Alokasi Dana Desa Perlu Aturan Tegas

23 Maret 2023, 21:16 WIB
Kemendes PDTT mendapatkan dana desa mencapai Rp 72 triliun untuk disalurkan pada seyiap desa di Indonesia.* /Instagram @kemendespdtt

KORAN PR - Tuntutan kepala desa (kades) agar alokasi dana desa naik jadi 10 persen dari APBN cukup logis dan beralasan. Dengan demikian, pembangunan infrastruktur bisa lebih difokuskan dari desa. Apalagi sudah ada contoh sukses negara yang memprioritaskan pembangunan di desa, seperti di Tiongkok dan Korea Selatan. Belum lama ini, para kepala desa yang tergabung dalam Asosiasi Pemerintah Desa Seluruh Indonesia (Apdesi) meminta pemerintah menaikkan dana desa sebesar 10 persen. Dengan tuntutan itu, pemerintah diminta untuk menganggarkan hingga Rp300 triliun sebagai dana desa, dari total pada APBN tahun 2023 yang mencapai Rp3.061,2 triliun.

"Dengan membangun desa menjadi seperti kota, maka masyarakat pedesaan pun tidak akan bertransmigrasi ke kota. Saya melihat dari Tiongkok, di sana itu orang-orang bukan malah migrasi ke kota, tapi desa itu dibangun biar seperti kota. Banyak cerita sukses di Tiongkok, di Korea, itu yang justru dari desa sederhana terus dibangun, jadi malah lebih maju daripada kota," kata pengamat kebijakan publik dari Universitas Padjadjaran, Yogi Suprayogi Sugandi di Bandung, Senin 20 Maret 2023.

===============

- [TUGAS]:
Tulis kembali bagian teks tentang dana desa dari "KORAN PR - Tuntutan" sampai "mencapai Rp3.061,2 triliun.", tetapi tukar "Korea Selatan" dengan "Jepang". Baris-baris berikut tidak dipakai sama sekali di sini.

- [BAHAN YANG DIBERIKAN]:

===============

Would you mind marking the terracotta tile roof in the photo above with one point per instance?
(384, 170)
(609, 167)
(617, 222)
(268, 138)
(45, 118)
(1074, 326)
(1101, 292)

===============

- [JAWABAN]:
KORAN PR - Tuntutan kepala desa (kades) agar alokasi dana desa naik jadi 10 persen dari APBN cukup logis dan beralasan. Dengan demikian, pembangunan infrastruktur bisa lebih difokuskan dari desa. Apalagi sudah ada contoh sukses negara yang memprioritaskan pembangunan di desa, seperti di Tiongkok dan Jepang. Belum lama ini, para kepala desa yang tergabung dalam Asosiasi Pemerintah Desa Seluruh Indonesia (Apdesi) meminta pemerintah menaikkan dana desa sebesar 10 persen. Dengan tuntutan itu, pemerintah diminta untuk menganggarkan hingga Rp300 triliun sebagai dana desa, dari total pada APBN tahun 2023 yang mencapai Rp3.061,2 triliun.